● Tasks for this exercise:
A. In the spicy cheese dip thread, how long does the recipe say to microwave the dip?
B. Return the passage of the spicy cheese dip thread from "Cut cheese into" up to and including "show the after-effects?".
C. Write the next part of the forum thread about spicy cheese dip, starting right after its final post.

● Text extract:
- - -

# Spicy Cheese Dip before SHTF



## RevWC (Mar 28, 2011)

This is really good!

Spicy Cheese Dip

2 pounds Velveeta cheese
8 oz cream cheese
2-10 oz cans of Rotel hot diced tomatoes and green chilies un-drained
1 pound ground chuck cooked and drained

Cut cheese into 1/2 inch squares and place in microwavable bowl
Add cream cheese, Rotel , and ground chuck
Nuke for 5 to 7 minutes stirring after 3 minutes
A couple of bags tortilla chips, some good friends, a few beers, and praise the Lord!


----------



## hiwall (Jun 15, 2012)

Does your avatar show the after-effects?


----------



## Sentry18 (Aug 5, 2012)

I make a similar dip only I substitute shredded cheddar and American cheese instead of Velveeta, add fresh cilantro and chopped jalapeno. Good stuff!

- - -

● Provided data:

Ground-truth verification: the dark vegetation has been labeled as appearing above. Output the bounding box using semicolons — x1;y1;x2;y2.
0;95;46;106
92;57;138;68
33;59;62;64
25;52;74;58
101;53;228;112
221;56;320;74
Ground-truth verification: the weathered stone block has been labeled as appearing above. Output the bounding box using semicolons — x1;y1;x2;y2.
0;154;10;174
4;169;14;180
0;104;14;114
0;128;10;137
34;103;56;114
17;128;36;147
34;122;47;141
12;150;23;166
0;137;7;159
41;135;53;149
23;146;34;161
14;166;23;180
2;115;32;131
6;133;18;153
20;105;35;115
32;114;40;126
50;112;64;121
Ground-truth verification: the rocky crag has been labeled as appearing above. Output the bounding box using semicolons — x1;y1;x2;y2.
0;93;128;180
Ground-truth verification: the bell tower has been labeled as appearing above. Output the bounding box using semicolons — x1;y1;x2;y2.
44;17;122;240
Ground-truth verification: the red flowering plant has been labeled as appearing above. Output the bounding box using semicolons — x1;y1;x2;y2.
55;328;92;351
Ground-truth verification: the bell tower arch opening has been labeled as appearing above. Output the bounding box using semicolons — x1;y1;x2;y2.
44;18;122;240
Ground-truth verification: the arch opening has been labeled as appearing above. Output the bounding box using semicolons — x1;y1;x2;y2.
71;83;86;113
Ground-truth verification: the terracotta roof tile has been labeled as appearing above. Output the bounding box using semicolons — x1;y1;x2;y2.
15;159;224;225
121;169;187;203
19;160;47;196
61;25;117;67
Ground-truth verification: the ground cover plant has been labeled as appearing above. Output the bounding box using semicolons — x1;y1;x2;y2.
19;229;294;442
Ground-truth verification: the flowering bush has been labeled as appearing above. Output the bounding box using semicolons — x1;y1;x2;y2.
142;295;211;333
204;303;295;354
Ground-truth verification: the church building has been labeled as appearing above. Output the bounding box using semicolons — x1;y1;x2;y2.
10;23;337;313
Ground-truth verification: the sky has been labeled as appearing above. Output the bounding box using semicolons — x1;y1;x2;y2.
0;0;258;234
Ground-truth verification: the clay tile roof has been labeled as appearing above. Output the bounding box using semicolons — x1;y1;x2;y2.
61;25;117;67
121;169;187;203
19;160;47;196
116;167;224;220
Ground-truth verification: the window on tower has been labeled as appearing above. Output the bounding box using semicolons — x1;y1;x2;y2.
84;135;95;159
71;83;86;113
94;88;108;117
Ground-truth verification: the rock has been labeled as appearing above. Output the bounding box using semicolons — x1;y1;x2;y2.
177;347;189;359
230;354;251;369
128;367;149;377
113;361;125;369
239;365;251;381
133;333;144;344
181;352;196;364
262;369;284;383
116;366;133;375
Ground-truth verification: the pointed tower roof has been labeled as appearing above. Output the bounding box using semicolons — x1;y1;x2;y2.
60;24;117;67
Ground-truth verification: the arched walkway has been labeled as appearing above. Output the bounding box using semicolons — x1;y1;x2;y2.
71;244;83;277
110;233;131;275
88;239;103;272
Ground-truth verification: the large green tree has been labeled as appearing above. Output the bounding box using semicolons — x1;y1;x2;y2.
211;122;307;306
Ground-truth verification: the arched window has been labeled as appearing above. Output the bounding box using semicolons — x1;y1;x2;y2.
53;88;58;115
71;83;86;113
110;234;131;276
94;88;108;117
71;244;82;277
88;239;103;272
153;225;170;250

- - -

● Replies:
A. For 5 to 7 minutes, stirring after 3 minutes.

B.
Cut cheese into 1/2 inch squares and place in microwavable bowl
Add cream cheese, Rotel , and ground chuck
Nuke for 5 to 7 minutes stirring after 3 minutes
A couple of bags tortilla chips, some good friends, a few beers, and praise the Lord!


----------



## hiwall (Jun 15, 2012)

Does your avatar show the after-effects?

C.
----------



## Lake Windsong (Nov 27, 2009)

We make this with shredded barbeque pork instead of the beef.  Good on top of a baked potato, or with tortilla chips.


----------



## ras1219como (Jan 15, 2013)

Sentry18 said:


> I make a similar dip only I substitute shredded cheddar and American cheese instead of Velveeta, add fresh cilantro and chopped jalapeno. Good stuff!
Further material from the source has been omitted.